[Passage to read — start]
The second group – Axel Matthey, Axelle Piguet, Jan Briachetti, and Matthias Zeller – analyzed how Covid-19 has changed the way people use money. They were able to take as their baseline a previous survey of spending habits conducted before the pandemic by the Tribune de Genève and several other Tamedia outlets. They then published a new survey last spring in order to gather a second data set indicating how patterns have changed over the course of the past year. Their recent article presents an assessment of the results that highlight shifting attitudes towards money but also other behavioral changes such as increases in smoking and drinking.

Ronga and Denayrouse guided the two project groups through the wide world of data journalism. Mazel-Cabasse explains that ideally, the students would have been able to immerse themselves in a newspaper’s editorial room for a few days in order to see first-hand the organizational and intellectual processes behind journalism. Instead, “all that work to understand an environment was only channeled through the mediation of Paul and Cécile.” Their core task was to help the students grasp data journalists’ responsibilities towards the general public. Denayrouse emphasizes that the students had to learn to “seduce the reader and write to be read.” This was a big intellectual leap to make from academic writing for an audience of like-minded specialists. The students “had to adopt an entirely different way of thinking.”

The students welcomed this change of pace. Both Chraibi and Matthey emphasize the value of leaving the “inward-oriented academic community” in order to try to reach a wider public. Piguet concurs that journalism offered “a different way of seeing data.” She observes that “normally when we are using data, there is really a partition between the public and the data whereas here…this is data for the public, interpretations for the public, not for colleagues.”
[Passage to read — finish]
[Data — start]
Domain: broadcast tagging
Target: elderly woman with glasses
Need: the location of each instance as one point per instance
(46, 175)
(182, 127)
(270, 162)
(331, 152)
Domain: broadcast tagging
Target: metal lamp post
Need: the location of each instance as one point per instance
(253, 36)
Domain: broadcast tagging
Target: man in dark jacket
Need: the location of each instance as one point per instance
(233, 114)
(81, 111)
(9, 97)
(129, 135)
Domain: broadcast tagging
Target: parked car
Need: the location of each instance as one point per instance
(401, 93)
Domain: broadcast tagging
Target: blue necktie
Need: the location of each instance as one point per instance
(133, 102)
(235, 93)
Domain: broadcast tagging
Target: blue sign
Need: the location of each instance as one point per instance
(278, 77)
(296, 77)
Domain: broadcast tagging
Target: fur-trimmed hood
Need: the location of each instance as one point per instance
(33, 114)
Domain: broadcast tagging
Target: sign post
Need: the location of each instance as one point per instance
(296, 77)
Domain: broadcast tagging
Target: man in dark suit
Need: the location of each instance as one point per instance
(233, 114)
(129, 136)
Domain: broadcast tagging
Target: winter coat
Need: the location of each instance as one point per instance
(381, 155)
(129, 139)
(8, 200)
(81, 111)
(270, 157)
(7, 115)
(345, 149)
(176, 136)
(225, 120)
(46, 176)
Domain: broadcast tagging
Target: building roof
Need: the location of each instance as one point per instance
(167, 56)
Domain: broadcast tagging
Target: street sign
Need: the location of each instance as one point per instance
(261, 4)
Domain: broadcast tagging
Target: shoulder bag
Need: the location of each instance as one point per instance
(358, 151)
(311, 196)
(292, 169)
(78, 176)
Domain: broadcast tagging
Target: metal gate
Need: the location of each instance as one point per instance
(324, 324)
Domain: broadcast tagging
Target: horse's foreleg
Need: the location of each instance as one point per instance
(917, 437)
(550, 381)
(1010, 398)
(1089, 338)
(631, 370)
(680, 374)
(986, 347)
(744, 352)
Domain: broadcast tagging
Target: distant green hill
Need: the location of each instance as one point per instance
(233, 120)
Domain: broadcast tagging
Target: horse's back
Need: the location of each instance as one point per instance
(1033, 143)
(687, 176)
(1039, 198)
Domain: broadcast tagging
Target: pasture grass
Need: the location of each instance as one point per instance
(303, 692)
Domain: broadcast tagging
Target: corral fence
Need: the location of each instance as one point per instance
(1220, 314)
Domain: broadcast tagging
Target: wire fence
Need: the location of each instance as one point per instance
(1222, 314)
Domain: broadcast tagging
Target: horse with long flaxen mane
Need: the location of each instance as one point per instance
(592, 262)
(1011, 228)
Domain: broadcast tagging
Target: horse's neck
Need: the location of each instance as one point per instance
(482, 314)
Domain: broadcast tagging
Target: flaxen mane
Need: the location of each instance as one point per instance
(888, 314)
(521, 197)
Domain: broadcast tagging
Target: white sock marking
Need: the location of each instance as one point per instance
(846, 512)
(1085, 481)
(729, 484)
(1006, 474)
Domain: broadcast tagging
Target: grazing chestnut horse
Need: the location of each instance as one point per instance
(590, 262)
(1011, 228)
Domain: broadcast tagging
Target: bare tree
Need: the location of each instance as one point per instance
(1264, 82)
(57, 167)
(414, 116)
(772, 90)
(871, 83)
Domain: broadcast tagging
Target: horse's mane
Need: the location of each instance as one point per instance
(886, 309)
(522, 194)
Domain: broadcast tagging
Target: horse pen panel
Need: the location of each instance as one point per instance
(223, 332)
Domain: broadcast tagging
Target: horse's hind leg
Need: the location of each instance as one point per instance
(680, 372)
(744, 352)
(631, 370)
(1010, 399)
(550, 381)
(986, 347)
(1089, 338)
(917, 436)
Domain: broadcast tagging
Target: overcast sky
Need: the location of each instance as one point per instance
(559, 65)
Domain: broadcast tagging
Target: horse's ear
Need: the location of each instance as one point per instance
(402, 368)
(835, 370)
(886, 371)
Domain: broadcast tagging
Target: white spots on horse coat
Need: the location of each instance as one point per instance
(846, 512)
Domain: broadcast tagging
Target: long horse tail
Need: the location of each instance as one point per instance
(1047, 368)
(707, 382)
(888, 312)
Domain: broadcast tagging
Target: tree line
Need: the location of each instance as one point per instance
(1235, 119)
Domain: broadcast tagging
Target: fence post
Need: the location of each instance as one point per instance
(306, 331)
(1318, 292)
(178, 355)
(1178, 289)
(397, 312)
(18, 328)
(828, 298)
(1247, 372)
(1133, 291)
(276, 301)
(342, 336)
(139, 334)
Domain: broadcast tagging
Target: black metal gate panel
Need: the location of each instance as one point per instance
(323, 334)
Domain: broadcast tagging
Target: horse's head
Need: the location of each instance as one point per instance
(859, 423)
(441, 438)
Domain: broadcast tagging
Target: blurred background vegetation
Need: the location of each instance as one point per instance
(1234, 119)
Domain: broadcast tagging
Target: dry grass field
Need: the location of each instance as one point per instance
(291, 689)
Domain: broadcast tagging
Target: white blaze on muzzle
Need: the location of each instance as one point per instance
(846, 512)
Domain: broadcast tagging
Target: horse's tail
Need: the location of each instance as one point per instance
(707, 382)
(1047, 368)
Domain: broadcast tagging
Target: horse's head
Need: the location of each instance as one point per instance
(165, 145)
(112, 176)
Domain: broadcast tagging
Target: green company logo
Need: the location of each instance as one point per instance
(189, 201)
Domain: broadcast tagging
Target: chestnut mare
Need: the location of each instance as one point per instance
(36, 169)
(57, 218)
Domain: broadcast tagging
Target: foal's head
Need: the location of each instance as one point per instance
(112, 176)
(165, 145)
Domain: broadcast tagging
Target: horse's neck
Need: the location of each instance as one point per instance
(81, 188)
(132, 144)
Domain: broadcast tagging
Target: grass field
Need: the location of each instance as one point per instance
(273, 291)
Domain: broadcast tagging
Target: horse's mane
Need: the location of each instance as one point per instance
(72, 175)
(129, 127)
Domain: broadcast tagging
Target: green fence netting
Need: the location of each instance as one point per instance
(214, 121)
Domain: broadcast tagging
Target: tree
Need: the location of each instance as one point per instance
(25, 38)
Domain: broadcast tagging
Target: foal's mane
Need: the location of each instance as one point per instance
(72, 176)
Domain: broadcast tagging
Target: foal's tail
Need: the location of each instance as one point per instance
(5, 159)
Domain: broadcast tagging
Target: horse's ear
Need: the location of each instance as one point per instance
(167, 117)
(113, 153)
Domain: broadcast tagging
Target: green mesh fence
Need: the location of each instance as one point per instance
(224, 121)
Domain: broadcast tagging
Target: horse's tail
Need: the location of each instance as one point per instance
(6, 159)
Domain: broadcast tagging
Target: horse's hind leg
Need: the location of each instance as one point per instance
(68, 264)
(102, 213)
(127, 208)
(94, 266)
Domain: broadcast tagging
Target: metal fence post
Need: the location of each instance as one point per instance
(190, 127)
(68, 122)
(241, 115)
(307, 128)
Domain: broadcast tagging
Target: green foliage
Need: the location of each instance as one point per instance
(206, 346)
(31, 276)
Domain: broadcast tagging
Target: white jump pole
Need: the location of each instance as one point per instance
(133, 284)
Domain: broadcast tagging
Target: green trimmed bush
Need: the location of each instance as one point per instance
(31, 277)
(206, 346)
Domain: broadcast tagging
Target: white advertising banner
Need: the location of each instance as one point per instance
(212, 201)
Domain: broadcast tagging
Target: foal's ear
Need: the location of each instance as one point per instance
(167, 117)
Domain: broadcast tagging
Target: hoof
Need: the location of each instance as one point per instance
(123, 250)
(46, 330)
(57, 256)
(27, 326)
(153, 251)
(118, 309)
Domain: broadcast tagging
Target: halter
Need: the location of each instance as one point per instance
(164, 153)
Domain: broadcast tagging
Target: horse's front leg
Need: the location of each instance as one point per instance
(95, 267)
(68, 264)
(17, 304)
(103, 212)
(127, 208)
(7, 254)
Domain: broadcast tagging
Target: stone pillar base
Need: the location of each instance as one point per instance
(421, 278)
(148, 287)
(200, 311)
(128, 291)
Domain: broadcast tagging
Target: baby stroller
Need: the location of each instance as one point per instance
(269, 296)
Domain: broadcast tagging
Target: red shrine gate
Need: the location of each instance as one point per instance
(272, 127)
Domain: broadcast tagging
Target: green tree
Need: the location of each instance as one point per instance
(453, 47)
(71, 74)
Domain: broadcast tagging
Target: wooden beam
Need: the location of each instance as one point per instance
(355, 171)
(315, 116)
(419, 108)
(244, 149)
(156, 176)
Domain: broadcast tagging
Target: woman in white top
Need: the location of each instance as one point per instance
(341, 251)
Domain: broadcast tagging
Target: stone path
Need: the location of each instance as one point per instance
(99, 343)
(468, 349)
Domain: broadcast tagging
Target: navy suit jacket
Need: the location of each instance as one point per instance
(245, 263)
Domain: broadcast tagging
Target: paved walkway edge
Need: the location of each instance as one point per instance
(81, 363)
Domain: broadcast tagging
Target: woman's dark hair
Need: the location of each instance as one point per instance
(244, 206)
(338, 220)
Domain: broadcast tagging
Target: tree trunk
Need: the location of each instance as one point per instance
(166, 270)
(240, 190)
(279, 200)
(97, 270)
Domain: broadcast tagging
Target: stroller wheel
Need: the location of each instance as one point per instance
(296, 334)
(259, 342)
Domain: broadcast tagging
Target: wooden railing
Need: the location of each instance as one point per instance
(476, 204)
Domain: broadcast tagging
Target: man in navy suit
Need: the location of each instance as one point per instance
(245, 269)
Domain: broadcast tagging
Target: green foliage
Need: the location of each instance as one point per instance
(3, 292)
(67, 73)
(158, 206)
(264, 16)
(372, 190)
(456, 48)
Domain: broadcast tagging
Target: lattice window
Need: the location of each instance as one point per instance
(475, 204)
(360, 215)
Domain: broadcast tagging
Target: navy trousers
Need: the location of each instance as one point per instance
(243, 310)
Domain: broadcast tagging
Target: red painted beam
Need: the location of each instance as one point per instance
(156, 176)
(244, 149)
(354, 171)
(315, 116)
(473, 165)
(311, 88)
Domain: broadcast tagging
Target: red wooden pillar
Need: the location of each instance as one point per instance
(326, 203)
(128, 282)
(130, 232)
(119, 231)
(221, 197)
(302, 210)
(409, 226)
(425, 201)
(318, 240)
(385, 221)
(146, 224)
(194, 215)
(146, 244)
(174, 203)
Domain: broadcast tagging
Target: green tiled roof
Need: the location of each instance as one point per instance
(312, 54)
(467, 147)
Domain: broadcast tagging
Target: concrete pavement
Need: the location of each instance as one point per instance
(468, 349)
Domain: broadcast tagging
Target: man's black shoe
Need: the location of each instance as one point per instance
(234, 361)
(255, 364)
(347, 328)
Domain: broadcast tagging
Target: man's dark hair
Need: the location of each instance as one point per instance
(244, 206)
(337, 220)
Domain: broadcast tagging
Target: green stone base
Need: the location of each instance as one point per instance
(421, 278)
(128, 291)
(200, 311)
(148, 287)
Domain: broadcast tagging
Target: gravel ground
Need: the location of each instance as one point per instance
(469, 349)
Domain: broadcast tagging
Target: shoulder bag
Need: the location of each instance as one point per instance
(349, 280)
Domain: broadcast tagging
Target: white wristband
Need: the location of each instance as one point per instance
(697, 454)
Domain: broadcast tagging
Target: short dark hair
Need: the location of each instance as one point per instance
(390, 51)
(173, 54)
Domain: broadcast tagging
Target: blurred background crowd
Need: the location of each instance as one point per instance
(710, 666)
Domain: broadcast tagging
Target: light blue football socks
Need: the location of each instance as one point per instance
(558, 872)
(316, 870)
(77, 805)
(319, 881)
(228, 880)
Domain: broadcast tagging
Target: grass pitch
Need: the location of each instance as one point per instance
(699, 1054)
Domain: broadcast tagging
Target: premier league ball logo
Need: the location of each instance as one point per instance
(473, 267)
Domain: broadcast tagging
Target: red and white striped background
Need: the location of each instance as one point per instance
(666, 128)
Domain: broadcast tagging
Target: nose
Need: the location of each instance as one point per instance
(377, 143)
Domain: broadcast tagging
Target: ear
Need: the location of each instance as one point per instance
[Data — finish]
> **Task instructions**:
A. In the passage on the student data journalism projects, which newspaper, along with several other Tamedia outlets, conducted the pre-pandemic survey of spending habits?
B. Summarize the passage on the student data journalism projects in three sentences.
These records were taken from a separate source.

> **Answers for this exercise**:
A. The Tribune de Genève.

B. One student group used a pre-pandemic spending survey as a baseline and ran a new survey to show how Covid-19 changed attitudes toward money and behaviors such as smoking and drinking. Ronga and Denayrouse guided the groups, teaching them data journalists' responsibilities to the general public and how to write for readers instead of fellow specialists. The students welcomed the chance to leave the academic community and reach a wider public, seeing data presented for the public rather than for colleagues.